- **WORKING DATA**
════════════════════

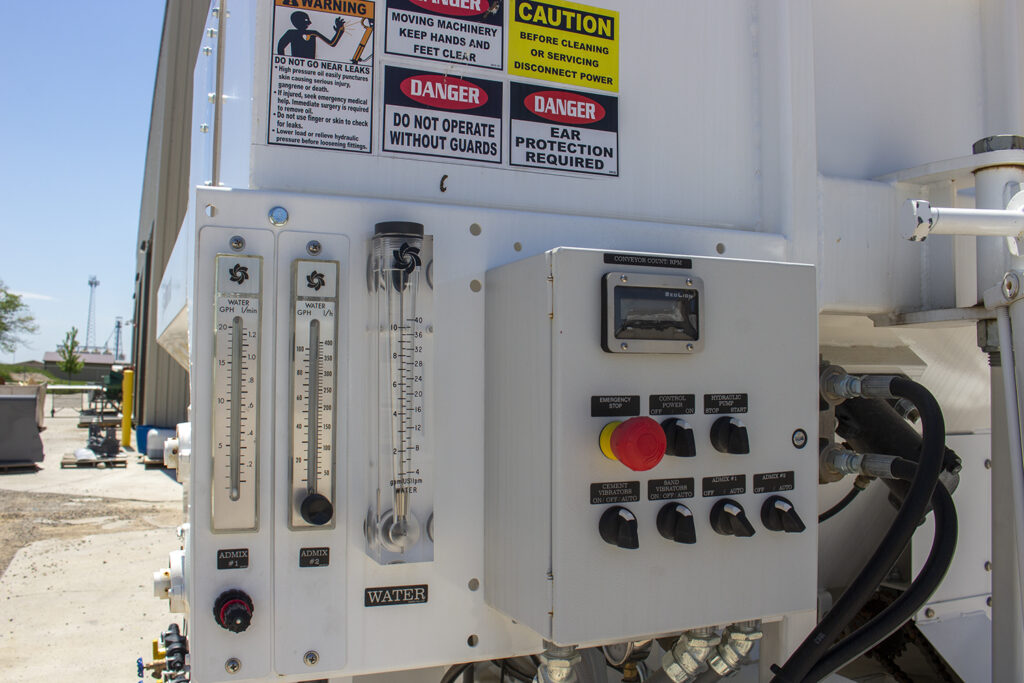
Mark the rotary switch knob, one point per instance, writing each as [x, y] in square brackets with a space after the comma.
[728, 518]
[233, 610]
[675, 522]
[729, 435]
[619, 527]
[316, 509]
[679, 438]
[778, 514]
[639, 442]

════════════════════

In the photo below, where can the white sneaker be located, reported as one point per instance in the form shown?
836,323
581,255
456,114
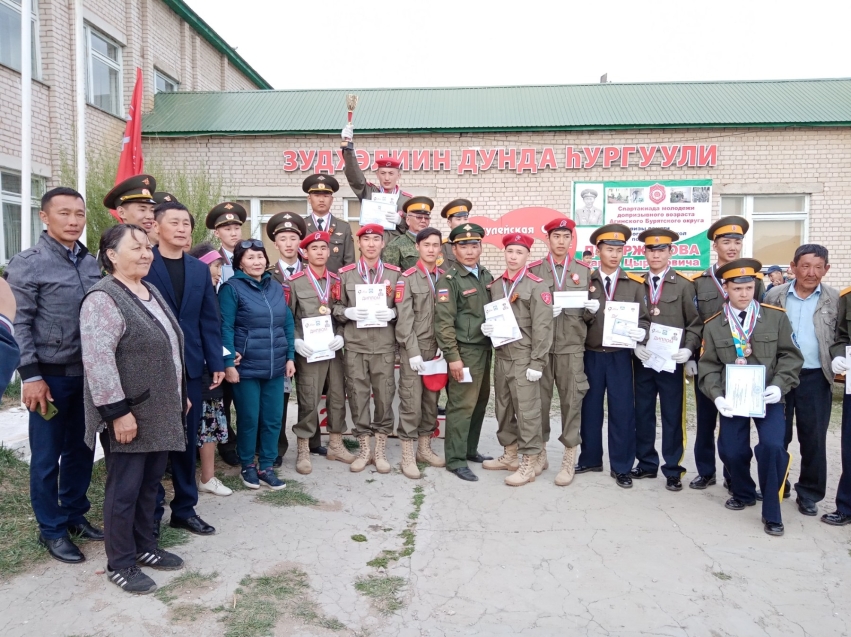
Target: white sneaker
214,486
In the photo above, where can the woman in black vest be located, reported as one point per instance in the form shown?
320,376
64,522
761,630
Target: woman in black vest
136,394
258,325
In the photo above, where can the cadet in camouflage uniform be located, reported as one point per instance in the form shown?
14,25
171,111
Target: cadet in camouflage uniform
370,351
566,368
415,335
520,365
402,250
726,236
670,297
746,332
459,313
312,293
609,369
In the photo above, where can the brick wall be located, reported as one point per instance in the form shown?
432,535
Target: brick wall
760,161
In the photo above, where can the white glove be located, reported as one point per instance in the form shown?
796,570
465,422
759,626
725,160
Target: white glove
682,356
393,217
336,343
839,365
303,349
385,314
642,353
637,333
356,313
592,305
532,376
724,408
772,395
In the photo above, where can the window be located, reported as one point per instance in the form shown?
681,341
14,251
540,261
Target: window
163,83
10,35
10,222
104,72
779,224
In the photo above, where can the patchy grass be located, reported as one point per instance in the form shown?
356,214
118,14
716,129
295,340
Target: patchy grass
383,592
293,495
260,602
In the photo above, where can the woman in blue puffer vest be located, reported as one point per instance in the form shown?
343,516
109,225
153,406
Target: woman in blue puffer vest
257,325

════════════════════

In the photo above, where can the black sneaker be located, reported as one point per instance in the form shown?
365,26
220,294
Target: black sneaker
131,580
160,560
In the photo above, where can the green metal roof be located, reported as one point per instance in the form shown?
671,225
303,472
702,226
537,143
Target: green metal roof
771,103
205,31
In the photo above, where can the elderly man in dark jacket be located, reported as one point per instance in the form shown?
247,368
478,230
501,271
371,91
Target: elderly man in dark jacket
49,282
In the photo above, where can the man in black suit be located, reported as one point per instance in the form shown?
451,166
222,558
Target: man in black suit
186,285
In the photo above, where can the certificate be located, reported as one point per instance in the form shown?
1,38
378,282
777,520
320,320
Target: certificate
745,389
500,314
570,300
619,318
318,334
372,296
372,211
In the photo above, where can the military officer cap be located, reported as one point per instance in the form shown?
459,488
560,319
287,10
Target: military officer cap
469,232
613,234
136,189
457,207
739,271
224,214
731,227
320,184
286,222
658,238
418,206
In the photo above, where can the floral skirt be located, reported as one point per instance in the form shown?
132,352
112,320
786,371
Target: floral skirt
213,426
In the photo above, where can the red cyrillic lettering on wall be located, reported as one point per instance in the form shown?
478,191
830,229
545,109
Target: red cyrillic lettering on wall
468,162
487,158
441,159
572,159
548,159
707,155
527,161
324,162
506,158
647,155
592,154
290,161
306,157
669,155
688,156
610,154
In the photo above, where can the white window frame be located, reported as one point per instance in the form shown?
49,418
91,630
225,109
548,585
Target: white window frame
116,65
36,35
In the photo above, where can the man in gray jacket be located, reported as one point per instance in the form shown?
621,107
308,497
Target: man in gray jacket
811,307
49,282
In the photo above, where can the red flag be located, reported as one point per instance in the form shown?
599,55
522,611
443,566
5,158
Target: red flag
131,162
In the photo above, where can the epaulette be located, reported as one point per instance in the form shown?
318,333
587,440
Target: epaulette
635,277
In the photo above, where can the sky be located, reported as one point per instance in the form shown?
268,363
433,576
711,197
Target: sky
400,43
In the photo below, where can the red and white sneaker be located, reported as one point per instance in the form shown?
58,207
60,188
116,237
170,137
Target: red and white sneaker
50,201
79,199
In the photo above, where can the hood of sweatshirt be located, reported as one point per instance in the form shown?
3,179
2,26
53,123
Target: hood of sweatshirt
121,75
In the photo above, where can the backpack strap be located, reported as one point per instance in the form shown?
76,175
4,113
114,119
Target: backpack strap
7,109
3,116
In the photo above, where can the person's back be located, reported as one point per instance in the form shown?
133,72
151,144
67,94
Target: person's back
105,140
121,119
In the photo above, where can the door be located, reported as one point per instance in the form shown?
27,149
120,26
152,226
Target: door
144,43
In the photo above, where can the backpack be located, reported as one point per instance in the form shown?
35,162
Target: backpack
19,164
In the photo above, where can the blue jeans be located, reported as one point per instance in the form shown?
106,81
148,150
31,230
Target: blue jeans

════════════════════

- **WORK INSTRUCTIONS**
Copy out word for word the rows from the line containing "In the photo above, where can the sky" through the line containing "Target: blue jeans", with both of those lines included.

- **EXERCISE OUTPUT**
In the photo above, where can the sky be located, reported as one point per instance in the form shown?
268,363
433,576
711,197
Target: sky
400,43
In the photo below, where can the red and white sneaker be located, reported as one point per instance in the form shown?
58,207
60,188
116,237
170,137
Target: red and white sneaker
50,201
79,199
In the photo above, where can the hood of sweatshirt be located, reported as one point per instance in the form shown?
3,179
2,26
53,123
Target: hood of sweatshirt
121,75
In the photo above, where can the backpack strap be located, reported as one point per instance in the form shown?
76,175
4,113
114,119
Target: backpack strap
7,109
3,116
In the photo above, where can the person's back be located, reported as one point per instance in the form shown?
133,72
151,144
67,94
Target: person's back
105,140
121,119
In the photo above, where can the door be located, reported as one point per instance in the form shown?
27,149
120,26
152,226
Target: door
144,43
In the photo above, where can the backpack be located, reported as one point per instance in the form shown?
35,162
Target: backpack
19,164
In the photo above, where can the blue jeans be located, reported as one point per instance in the form shown?
106,81
148,150
31,230
Target: blue jeans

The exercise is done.